**Source material:**
================================
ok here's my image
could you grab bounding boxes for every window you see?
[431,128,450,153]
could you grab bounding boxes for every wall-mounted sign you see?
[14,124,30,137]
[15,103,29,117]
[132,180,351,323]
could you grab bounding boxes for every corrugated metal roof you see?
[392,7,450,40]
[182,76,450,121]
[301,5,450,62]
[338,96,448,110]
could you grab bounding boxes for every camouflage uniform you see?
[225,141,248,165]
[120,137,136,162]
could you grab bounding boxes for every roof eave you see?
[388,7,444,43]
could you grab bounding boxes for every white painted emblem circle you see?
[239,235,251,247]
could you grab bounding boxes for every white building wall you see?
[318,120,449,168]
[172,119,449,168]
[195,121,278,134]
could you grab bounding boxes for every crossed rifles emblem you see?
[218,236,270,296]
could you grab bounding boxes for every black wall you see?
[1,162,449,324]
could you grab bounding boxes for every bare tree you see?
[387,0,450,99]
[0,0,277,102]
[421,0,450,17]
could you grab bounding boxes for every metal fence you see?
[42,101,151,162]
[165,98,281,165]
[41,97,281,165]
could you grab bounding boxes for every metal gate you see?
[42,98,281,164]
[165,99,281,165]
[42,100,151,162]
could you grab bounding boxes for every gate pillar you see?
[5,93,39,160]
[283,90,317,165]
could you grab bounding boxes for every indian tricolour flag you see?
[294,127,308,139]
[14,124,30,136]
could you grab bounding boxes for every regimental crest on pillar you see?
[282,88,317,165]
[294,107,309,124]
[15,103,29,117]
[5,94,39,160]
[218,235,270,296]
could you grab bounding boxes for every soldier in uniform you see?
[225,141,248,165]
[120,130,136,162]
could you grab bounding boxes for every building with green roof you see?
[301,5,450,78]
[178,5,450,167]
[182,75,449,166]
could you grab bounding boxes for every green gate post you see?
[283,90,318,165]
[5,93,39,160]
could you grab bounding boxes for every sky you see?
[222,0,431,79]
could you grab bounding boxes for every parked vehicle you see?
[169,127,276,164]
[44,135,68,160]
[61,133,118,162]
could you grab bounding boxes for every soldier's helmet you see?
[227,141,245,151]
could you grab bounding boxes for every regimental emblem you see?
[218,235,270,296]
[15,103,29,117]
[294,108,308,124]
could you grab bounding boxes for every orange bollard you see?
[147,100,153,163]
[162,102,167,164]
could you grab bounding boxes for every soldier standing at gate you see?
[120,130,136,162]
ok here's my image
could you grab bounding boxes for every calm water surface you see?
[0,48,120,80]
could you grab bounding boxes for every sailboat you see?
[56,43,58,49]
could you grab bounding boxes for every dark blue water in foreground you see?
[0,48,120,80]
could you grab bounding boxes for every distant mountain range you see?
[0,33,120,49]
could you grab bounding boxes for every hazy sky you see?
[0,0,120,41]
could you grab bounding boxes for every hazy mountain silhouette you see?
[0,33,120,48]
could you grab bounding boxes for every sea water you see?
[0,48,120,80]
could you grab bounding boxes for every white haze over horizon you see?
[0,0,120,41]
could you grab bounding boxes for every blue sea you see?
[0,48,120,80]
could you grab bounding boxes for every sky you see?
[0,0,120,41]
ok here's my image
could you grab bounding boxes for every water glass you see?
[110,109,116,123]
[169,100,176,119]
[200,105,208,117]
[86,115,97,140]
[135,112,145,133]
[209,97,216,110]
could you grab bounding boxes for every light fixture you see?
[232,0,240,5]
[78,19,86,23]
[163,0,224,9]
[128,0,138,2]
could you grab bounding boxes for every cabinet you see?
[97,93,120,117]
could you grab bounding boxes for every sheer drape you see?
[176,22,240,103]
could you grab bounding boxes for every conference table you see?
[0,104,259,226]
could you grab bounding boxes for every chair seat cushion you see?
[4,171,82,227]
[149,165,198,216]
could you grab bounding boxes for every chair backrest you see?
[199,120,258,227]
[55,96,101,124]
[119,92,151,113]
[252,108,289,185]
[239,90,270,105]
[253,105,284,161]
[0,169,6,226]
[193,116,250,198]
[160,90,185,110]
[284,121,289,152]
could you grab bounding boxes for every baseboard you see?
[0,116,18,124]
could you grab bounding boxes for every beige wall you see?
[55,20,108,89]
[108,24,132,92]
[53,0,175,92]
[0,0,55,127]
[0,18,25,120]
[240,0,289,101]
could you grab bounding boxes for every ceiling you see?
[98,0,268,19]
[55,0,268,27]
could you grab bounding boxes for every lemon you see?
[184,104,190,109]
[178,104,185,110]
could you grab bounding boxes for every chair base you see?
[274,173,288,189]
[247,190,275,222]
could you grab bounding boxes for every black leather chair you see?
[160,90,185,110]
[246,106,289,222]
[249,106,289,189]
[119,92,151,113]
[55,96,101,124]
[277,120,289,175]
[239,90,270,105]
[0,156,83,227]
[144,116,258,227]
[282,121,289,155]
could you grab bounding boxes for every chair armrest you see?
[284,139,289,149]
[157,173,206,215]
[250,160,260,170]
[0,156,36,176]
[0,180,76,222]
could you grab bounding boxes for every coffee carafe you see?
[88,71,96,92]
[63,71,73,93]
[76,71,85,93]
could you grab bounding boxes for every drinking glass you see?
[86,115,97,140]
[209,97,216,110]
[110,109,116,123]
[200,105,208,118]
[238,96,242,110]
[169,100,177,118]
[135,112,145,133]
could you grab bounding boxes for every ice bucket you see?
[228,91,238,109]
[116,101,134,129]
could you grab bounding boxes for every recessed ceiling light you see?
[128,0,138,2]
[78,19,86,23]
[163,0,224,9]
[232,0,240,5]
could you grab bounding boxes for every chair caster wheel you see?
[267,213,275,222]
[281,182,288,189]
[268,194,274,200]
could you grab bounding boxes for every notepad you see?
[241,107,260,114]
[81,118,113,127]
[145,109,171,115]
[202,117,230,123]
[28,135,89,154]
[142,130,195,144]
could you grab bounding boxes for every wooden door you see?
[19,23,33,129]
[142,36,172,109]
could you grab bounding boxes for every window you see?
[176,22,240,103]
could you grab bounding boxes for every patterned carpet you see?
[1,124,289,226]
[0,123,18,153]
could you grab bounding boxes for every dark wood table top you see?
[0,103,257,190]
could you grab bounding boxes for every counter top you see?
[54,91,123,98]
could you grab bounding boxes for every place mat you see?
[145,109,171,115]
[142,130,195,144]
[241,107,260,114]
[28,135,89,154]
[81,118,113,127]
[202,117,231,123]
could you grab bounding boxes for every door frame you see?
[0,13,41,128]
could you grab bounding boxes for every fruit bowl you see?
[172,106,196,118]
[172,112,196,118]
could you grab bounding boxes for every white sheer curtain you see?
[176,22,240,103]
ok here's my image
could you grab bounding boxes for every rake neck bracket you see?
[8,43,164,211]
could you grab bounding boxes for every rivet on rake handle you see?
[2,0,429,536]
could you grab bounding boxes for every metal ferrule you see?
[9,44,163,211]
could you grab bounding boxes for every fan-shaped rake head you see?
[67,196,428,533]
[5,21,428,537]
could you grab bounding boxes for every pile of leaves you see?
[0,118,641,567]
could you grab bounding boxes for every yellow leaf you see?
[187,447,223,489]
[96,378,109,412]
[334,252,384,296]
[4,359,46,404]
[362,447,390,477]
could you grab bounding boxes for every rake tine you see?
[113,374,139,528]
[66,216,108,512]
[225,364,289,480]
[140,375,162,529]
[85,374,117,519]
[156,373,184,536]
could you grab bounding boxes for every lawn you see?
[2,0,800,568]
================================
**Exercise description:**
Return every record, word for word.

**Task response:**
ok here's my image
could you grab bounding boxes for every window you see?
[431,128,450,153]
could you grab bounding boxes for every wall-mounted sign you see?
[14,124,30,137]
[15,103,29,117]
[132,180,351,323]
could you grab bounding boxes for every corrugated metal roof you see?
[392,7,450,40]
[182,76,450,121]
[301,5,450,62]
[338,96,448,110]
could you grab bounding boxes for every camouflage uniform you see?
[225,141,248,165]
[120,137,136,162]
could you grab bounding boxes for every roof eave you see?
[388,7,444,43]
could you grab bounding boxes for every white painted emblem circle you see?
[239,235,251,247]
could you grab bounding boxes for every white building wall you see?
[318,120,449,168]
[172,119,449,168]
[195,121,278,134]
could you grab bounding boxes for every crossed rifles emblem you see?
[218,236,270,296]
could you grab bounding boxes for every black wall you see?
[1,162,449,324]
could you grab bounding boxes for every bare tree you see?
[387,0,450,99]
[0,0,277,102]
[421,0,450,17]
could you grab bounding boxes for every metal fence you see?
[42,101,151,162]
[165,98,281,165]
[41,97,281,165]
could you grab bounding boxes for every metal gate you see?
[42,98,281,164]
[165,99,281,165]
[42,100,151,162]
could you grab bounding boxes for every gate pillar you see?
[5,93,39,160]
[283,90,317,165]
could you grab bounding boxes for every indian tricolour flag you see?
[294,127,308,139]
[14,124,30,136]
could you grab bounding boxes for every regimental crest on pillar you see?
[282,88,317,165]
[294,107,309,124]
[15,103,29,117]
[5,94,39,160]
[218,235,270,296]
could you grab bounding boxes for every soldier in uniform you see?
[225,141,248,165]
[120,130,136,162]
could you grab bounding boxes for every building with green roof you see?
[301,5,450,78]
[178,5,450,167]
[182,75,449,166]
could you grab bounding boxes for every green gate post you see?
[283,90,318,165]
[5,93,39,160]
could you grab bounding boxes for every sky you see?
[222,0,431,79]
could you grab bounding boxes for every parked vehicle you see?
[169,127,276,164]
[44,135,68,160]
[61,133,118,162]
could you grab bounding boxes for every soldier's helmet you see?
[227,141,245,151]
could you grab bounding boxes for every regimental emblem you see?
[218,235,270,296]
[15,103,29,117]
[294,108,308,124]
could you grab bounding boxes for every orange bollard you see?
[147,100,153,163]
[162,102,167,164]
could you grab bounding boxes for every soldier standing at gate you see?
[120,130,136,162]
ok here's my image
could you grab bounding boxes for every calm water surface you see?
[0,48,120,80]
could you grab bounding boxes for every sailboat you see?
[56,43,58,49]
could you grab bounding boxes for every dark blue water in foreground you see?
[0,48,120,80]
could you grab bounding boxes for every distant mountain range you see?
[0,33,120,49]
could you grab bounding boxes for every hazy sky you see?
[0,0,120,41]
could you grab bounding boxes for every hazy mountain silhouette you see?
[0,33,120,48]
could you grab bounding boxes for every sea water you see?
[0,48,120,80]
could you grab bounding boxes for every white haze over horizon you see?
[0,0,120,41]
could you grab bounding boxes for every blue sea you see?
[0,48,120,80]
could you grab bounding boxes for every sky you see?
[0,0,120,41]
ok here's my image
could you grab bounding boxes for every water glass you see?
[110,109,116,123]
[169,100,176,119]
[200,105,208,117]
[86,115,97,140]
[135,112,145,133]
[209,97,216,110]
could you grab bounding boxes for every light fixture you see?
[232,0,240,5]
[78,19,86,23]
[163,0,224,9]
[128,0,138,2]
could you grab bounding boxes for every cabinet you see?
[97,93,120,117]
could you grab bounding boxes for every sheer drape you see?
[176,22,240,103]
could you grab bounding boxes for every conference table you see?
[0,104,259,226]
could you grab bounding boxes for every chair seat cushion you see?
[4,171,82,227]
[149,165,198,216]
could you grab bounding boxes for every chair backrest you see?
[199,120,258,227]
[55,96,101,124]
[119,92,151,113]
[252,108,289,185]
[239,90,270,105]
[253,105,284,161]
[0,169,6,226]
[193,116,250,198]
[160,90,185,110]
[284,121,289,152]
could you grab bounding boxes for every baseboard you see?
[0,116,18,124]
could you grab bounding boxes for every beige wall you see?
[55,20,108,89]
[108,24,132,92]
[53,0,175,92]
[0,0,55,127]
[0,18,25,120]
[240,0,289,101]
could you grab bounding boxes for every ceiling you see?
[98,0,268,19]
[55,0,268,27]
could you grab bounding boxes for every lemon you see?
[184,104,190,109]
[178,104,185,110]
could you grab bounding boxes for every chair base you see?
[274,173,288,189]
[247,190,275,222]
could you grab bounding boxes for every black leather chair you see?
[160,90,185,110]
[246,106,289,222]
[249,106,289,189]
[119,92,151,113]
[55,96,101,124]
[277,120,289,175]
[239,90,270,105]
[0,156,83,227]
[144,116,258,227]
[282,121,289,155]
could you grab bounding boxes for every chair armrest you see?
[284,139,289,149]
[157,173,206,215]
[250,160,260,170]
[0,156,36,176]
[0,180,76,222]
could you grab bounding boxes for every coffee carafe you see?
[88,71,96,92]
[63,71,73,93]
[76,71,85,93]
could you grab bounding boxes for every drinking glass you see?
[86,115,97,140]
[209,97,216,110]
[110,109,116,123]
[200,105,208,118]
[238,96,242,110]
[169,100,177,118]
[135,112,145,133]
could you grab bounding boxes for every ice bucket you see?
[228,91,238,109]
[116,101,134,129]
could you grab bounding boxes for every recessed ceiling light you see?
[128,0,138,2]
[78,19,86,23]
[163,0,224,9]
[232,0,240,5]
could you grab bounding boxes for every chair caster wheel you see?
[267,213,275,222]
[281,182,288,189]
[268,194,274,200]
could you grab bounding boxes for every notepad you see?
[241,107,260,114]
[81,118,113,127]
[145,109,171,115]
[202,117,230,123]
[28,135,89,154]
[142,130,195,144]
could you grab bounding boxes for every wooden door you see?
[19,23,33,129]
[142,36,172,109]
could you grab bounding boxes for every window you see?
[176,22,240,103]
could you grab bounding boxes for every patterned carpet you see?
[1,124,289,226]
[0,123,18,153]
could you grab bounding boxes for every dark wood table top you see?
[0,103,257,190]
could you grab bounding boxes for every counter top you see?
[54,91,123,98]
could you grab bounding boxes for every place mat you see?
[145,109,171,115]
[142,130,195,144]
[241,107,260,114]
[28,135,89,154]
[81,118,113,127]
[202,117,231,123]
could you grab bounding boxes for every door frame you see?
[0,13,41,128]
could you grab bounding boxes for every fruit bowl you see?
[172,106,196,118]
[172,112,196,118]
could you grab bounding boxes for every white sheer curtain you see?
[176,22,240,103]
ok here's my image
could you grab bounding boxes for every rake neck bracket you see?
[8,43,164,211]
could you grab bounding boxes for every rivet on rake handle you see?
[2,0,429,536]
could you grab bounding boxes for every metal ferrule you see?
[9,44,163,211]
could you grab bounding boxes for every fan-shaped rake head you see?
[67,196,428,533]
[5,21,428,537]
could you grab bounding boxes for every pile of leaves you see?
[0,118,641,567]
could you grab bounding boxes for every yellow leaf you see?
[187,447,223,489]
[96,378,109,412]
[334,252,384,296]
[4,359,46,404]
[362,447,390,477]
could you grab bounding boxes for every rake tine you see?
[113,374,139,528]
[66,216,108,512]
[225,364,289,480]
[140,375,162,529]
[85,374,117,519]
[156,373,184,536]
could you grab bounding boxes for every lawn you see?
[2,0,800,568]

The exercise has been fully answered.